───── Stored data ─────

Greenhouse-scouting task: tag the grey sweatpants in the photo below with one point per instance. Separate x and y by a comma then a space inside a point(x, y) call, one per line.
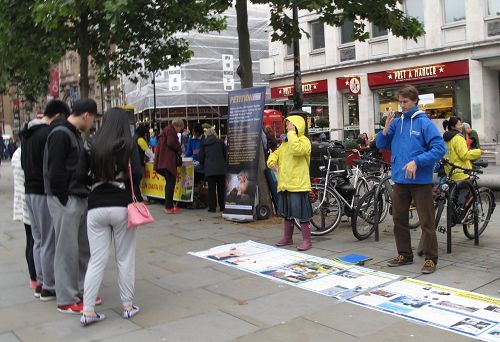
point(103, 224)
point(72, 247)
point(42, 230)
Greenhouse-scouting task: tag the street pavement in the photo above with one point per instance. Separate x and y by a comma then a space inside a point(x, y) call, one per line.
point(184, 298)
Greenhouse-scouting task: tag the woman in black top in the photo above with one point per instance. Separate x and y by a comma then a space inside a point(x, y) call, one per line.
point(112, 150)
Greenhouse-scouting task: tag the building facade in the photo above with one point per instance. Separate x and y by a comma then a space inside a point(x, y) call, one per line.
point(455, 66)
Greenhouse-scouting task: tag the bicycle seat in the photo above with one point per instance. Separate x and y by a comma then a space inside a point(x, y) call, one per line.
point(482, 163)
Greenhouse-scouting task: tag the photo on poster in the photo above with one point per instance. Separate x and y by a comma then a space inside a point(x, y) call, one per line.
point(457, 306)
point(472, 326)
point(240, 190)
point(302, 271)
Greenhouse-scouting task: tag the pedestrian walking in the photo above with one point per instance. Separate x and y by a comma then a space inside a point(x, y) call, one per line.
point(416, 145)
point(42, 229)
point(21, 214)
point(66, 184)
point(291, 160)
point(213, 157)
point(168, 151)
point(145, 154)
point(112, 149)
point(457, 151)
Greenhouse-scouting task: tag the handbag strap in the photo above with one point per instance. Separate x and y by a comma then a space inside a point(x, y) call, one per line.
point(131, 182)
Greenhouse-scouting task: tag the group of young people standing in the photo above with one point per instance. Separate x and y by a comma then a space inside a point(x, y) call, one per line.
point(76, 197)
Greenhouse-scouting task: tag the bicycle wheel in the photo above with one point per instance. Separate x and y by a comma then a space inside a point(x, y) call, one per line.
point(362, 220)
point(326, 215)
point(485, 205)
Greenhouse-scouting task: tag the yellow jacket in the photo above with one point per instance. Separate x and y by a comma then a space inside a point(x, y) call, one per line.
point(458, 154)
point(293, 159)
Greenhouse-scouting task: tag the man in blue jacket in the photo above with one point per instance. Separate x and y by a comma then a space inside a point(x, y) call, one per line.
point(415, 145)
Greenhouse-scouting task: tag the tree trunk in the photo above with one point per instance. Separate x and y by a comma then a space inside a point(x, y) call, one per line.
point(244, 70)
point(83, 51)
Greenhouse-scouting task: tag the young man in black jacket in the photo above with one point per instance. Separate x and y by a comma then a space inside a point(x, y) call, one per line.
point(67, 187)
point(33, 142)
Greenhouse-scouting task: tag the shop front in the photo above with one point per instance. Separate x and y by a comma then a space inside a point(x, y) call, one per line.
point(315, 102)
point(444, 90)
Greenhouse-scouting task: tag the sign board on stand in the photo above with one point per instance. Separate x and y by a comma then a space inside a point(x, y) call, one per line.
point(244, 136)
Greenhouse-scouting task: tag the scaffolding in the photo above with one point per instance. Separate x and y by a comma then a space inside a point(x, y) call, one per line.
point(198, 89)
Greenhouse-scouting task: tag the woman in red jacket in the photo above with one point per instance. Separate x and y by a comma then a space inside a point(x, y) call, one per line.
point(165, 160)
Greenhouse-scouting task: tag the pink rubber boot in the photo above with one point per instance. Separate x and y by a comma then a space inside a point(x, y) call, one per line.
point(287, 234)
point(306, 237)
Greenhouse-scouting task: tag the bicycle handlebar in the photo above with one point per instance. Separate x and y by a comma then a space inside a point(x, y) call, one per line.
point(455, 166)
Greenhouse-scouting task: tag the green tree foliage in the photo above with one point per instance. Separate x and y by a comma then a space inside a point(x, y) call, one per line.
point(127, 36)
point(383, 13)
point(27, 51)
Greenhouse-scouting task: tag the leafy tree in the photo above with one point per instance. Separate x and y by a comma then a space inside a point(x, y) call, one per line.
point(27, 51)
point(127, 36)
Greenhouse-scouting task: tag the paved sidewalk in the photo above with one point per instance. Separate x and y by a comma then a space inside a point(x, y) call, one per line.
point(184, 298)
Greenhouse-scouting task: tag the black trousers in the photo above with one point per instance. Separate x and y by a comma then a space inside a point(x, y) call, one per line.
point(216, 189)
point(169, 188)
point(29, 252)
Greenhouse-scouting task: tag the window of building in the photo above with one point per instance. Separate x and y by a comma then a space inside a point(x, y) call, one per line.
point(378, 31)
point(415, 8)
point(317, 35)
point(454, 10)
point(493, 7)
point(346, 32)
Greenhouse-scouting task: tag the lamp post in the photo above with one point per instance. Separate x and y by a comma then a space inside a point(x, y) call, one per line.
point(298, 97)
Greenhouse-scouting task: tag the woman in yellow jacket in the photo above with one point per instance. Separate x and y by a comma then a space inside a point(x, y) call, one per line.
point(291, 160)
point(457, 152)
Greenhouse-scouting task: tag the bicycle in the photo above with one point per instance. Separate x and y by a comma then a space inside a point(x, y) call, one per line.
point(373, 208)
point(467, 203)
point(334, 195)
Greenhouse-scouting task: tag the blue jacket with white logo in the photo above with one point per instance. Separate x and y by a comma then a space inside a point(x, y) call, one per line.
point(412, 136)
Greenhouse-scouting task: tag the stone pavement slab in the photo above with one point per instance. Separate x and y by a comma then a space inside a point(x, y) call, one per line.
point(298, 330)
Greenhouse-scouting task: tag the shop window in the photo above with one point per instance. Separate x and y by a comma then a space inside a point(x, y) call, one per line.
point(454, 10)
point(493, 7)
point(318, 35)
point(378, 31)
point(415, 9)
point(346, 32)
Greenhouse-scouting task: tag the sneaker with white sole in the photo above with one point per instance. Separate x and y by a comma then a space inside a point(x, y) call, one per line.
point(87, 320)
point(130, 312)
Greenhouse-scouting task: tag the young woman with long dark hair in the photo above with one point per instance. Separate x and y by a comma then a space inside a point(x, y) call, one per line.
point(112, 150)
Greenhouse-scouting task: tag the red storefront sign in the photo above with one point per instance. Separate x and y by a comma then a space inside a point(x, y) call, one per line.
point(351, 84)
point(419, 73)
point(315, 87)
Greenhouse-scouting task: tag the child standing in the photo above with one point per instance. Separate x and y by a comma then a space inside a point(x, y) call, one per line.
point(21, 213)
point(291, 161)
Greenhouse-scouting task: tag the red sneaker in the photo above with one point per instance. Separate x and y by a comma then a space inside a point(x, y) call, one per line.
point(71, 308)
point(98, 300)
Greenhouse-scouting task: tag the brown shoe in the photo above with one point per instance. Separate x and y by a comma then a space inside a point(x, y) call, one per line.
point(429, 267)
point(400, 260)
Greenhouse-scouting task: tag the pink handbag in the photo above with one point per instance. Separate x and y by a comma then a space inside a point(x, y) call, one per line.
point(138, 213)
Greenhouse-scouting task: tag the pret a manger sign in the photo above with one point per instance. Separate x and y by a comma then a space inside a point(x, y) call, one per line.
point(448, 70)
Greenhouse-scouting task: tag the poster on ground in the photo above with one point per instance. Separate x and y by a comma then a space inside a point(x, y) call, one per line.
point(443, 307)
point(246, 107)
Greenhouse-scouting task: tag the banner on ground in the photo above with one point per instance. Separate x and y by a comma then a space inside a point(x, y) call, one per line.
point(463, 312)
point(246, 107)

─────

__Goal of the exercise__. Repeat the material verbatim but without any of its pictures.

__Answer space__.
Greenhouse-scouting task: tag the grey sweatpants in the photo below with one point per instance. Separate x and y by a comma then a space inside a point(x, y) call, one per line.
point(103, 224)
point(72, 247)
point(42, 230)
Greenhouse-scouting task: tag the street pavement in the photo above with one point per instance. Separate x and y by a comma then a space inside a point(x, y) call, one per line.
point(184, 298)
Greenhouse-scouting task: tag the woman in black top in the photo above with one point per instance. Separate x and y by a comma then a space inside a point(x, y) call, one per line.
point(112, 150)
Greenhouse-scouting task: tag the building facade in the photo above with one point per instance. Separate x and y by a comma then a space inside a point(x, y) call, one per line.
point(455, 66)
Greenhouse-scouting task: tag the bicycle seat in the photo above with one point per instance. Separate x and y by a comma then a space inside a point(x, y) call, one per line.
point(482, 163)
Greenhouse-scouting task: tag the photo on poster in the photo above with one point per instance. Separate x and y by a comma then a space inside a point(x, y) call, one per line.
point(457, 306)
point(472, 326)
point(240, 190)
point(302, 271)
Greenhouse-scouting task: tag the pedestrian walking in the photo above with one point per instance. Separate x and y by a comma then a space inside a point(x, y) call, one per line.
point(416, 145)
point(42, 229)
point(21, 214)
point(66, 184)
point(291, 160)
point(213, 157)
point(168, 151)
point(145, 154)
point(112, 149)
point(457, 151)
Greenhouse-scouting task: tag the handbag strap in the photo above with one point per instance. Separate x and y by a comma then a space inside a point(x, y) call, one per line.
point(131, 182)
Greenhouse-scouting task: tag the group of young people standing in the photo above with one point per instance. Separate x and y by a comma then a space inside a point(x, y) call, one per line.
point(76, 197)
Greenhouse-scouting task: tag the bicycle wheel in the photo above with one point per instance. Separate x and y by a comma then a space inside a point(x, y) call, one per line.
point(362, 220)
point(326, 215)
point(485, 205)
Greenhouse-scouting task: tag the yellow jacket in the photo above with one point per instance. Separate x and y by a comma then a space inside a point(x, y) call, one per line.
point(458, 154)
point(293, 159)
Greenhouse-scouting task: tag the man in blue jacket in the photo above with one point per instance. Separate x and y by a comma then a space inside a point(x, y) call, one per line.
point(415, 145)
Greenhouse-scouting task: tag the tree trunk in the photo above with one point per instance. Separate x and y by a comma then a space inside a point(x, y) call, one per line.
point(244, 70)
point(83, 51)
Greenhouse-scouting task: tag the young man in black jacket in the photo above with one point per instance. Separate x and y by a comma then a space inside a point(x, y) call, one per line.
point(67, 187)
point(33, 142)
Greenhouse-scouting task: tag the shop front in the photo above with one point per instance. Separate x and y by a comma then a space inside a point(x, y) call, one per line.
point(315, 102)
point(444, 90)
Greenhouse-scouting task: tag the sign board on stand in the photo above with one point per instance. Separate x and y by a comma then a space inside a point(x, y) call, one per line.
point(244, 136)
Greenhouse-scouting task: tag the scaffolding in the photo above with one point per instance. Separate x and y by a comma then a space inside a point(x, y) call, one per line.
point(198, 89)
Greenhouse-scouting task: tag the woman in red jacket in the photo above with one point per instance. Separate x and y by a comma then a space inside a point(x, y) call, one per line.
point(165, 160)
Greenhouse-scouting task: tag the pink rubber boot in the photo above with one point per instance. Separate x and y by a comma then a space inside a point(x, y) call, one per line.
point(287, 234)
point(306, 237)
Greenhouse-scouting task: tag the bicycle handlebar in the photo above with one point per instance. Separate x and y by a comma then a space inside a point(x, y) call, one per line.
point(455, 166)
Greenhouse-scouting task: tag the green tree foliage in the photo above with one point per instance. Separate x and y by a comma then a space inside a point(x, y) call, one per line.
point(127, 36)
point(383, 13)
point(27, 51)
Greenhouse-scouting task: tag the leafy tree in the photo above with one point per instance. Separate x and y by a comma then a space inside a point(x, y) call, one per line.
point(27, 51)
point(127, 36)
Greenhouse-scouting task: tag the paved sidewalk in the photo above with one point per instance. Separate x and y by a comma then a space inside a point(x, y) call, one per line.
point(184, 298)
Greenhouse-scouting task: tag the black trousers in the photo above with one point per instance. Separate x and y by a comma then a space inside a point(x, y) call, one per line.
point(216, 189)
point(169, 188)
point(29, 252)
Greenhouse-scouting task: tag the window of building in the photo above with one point per instance. Separate x and y by a comma then a space inside a point(x, y) call, one per line.
point(378, 31)
point(415, 8)
point(317, 35)
point(454, 10)
point(493, 7)
point(346, 32)
Greenhouse-scouting task: tag the lamp post in the photo above with one point per instance. Separate x and y by a comma then a space inside a point(x, y) call, one per line.
point(298, 97)
Greenhouse-scouting task: tag the woman in yellow jacket in the photo above with one point per instance. Separate x and y by a comma then a space inside a point(x, y) call, one per line.
point(291, 160)
point(457, 152)
Greenhouse-scouting task: tag the bicycle in the photo above with one point per instance. Separate x and y by a comma then a space inside a point(x, y) call, one per line.
point(373, 208)
point(467, 203)
point(334, 195)
Greenhouse-scouting task: tag the blue jacket with white logo in the photo above with one point per instance. Separate x and y by a comma then a space inside a point(x, y) call, one per line.
point(412, 136)
Greenhouse-scouting task: tag the stone pavement slab in the photo above with one point per instance. Separate x and y by a comma then a space inside a point(x, y) call, one per line.
point(298, 330)
Greenhouse-scouting task: tag the shop window in the photo above with one point per instance. Separate x and y by a comma then a space inside a point(x, y) call, one per line.
point(454, 10)
point(493, 7)
point(318, 35)
point(378, 31)
point(415, 9)
point(346, 32)
Greenhouse-scouting task: tag the sneaker with white sole in the photo above with one point per instance. Separate x and y by a comma then a space inside a point(x, y) call, one per line.
point(87, 320)
point(130, 312)
Greenhouse-scouting task: tag the young woman with long dark hair in the photo above with one point per instance. Separate x and y by a comma then a space inside a point(x, y) call, one per line.
point(112, 150)
Greenhouse-scouting task: tag the red storefront sign in the photo above with one point per instance. Separate x and y by a comma then a space inside a point(x, y) call, one per line.
point(351, 84)
point(419, 73)
point(315, 87)
Greenhouse-scouting task: tag the child standing in the photo above with one point per instance. Separate x and y by a comma then a space inside a point(x, y) call, one per line.
point(21, 213)
point(291, 161)
Greenhouse-scouting task: tag the red sneaker in the photo above with one point per instance. Separate x and y by a comma then a space inside a point(x, y) call, one per line.
point(71, 308)
point(98, 300)
Greenhouse-scouting task: tag the brown shoe in the photo above with one point per instance. Separate x and y by a comma then a space inside a point(x, y) call, one per line.
point(429, 267)
point(400, 260)
Greenhouse-scouting task: tag the pink handbag in the photo above with one point per instance. Separate x and y by a comma then a space inside a point(x, y) call, one per line.
point(138, 213)
Greenhouse-scouting task: tag the pret a manger sign in the photo above with one point per instance. Separate x and y by a comma then a space inside a point(x, y) call, one per line.
point(448, 70)
Greenhouse-scouting task: tag the poster on ground in the photo above with one point per instance. Separate x and y by a comma then a space inside a point(x, y) call, one per line.
point(443, 307)
point(246, 107)
Greenhouse-scouting task: tag the banner on ground in the photo above with one point per instance. Separate x and y by a comma then a space inside a point(x, y) call, one per line.
point(463, 312)
point(246, 107)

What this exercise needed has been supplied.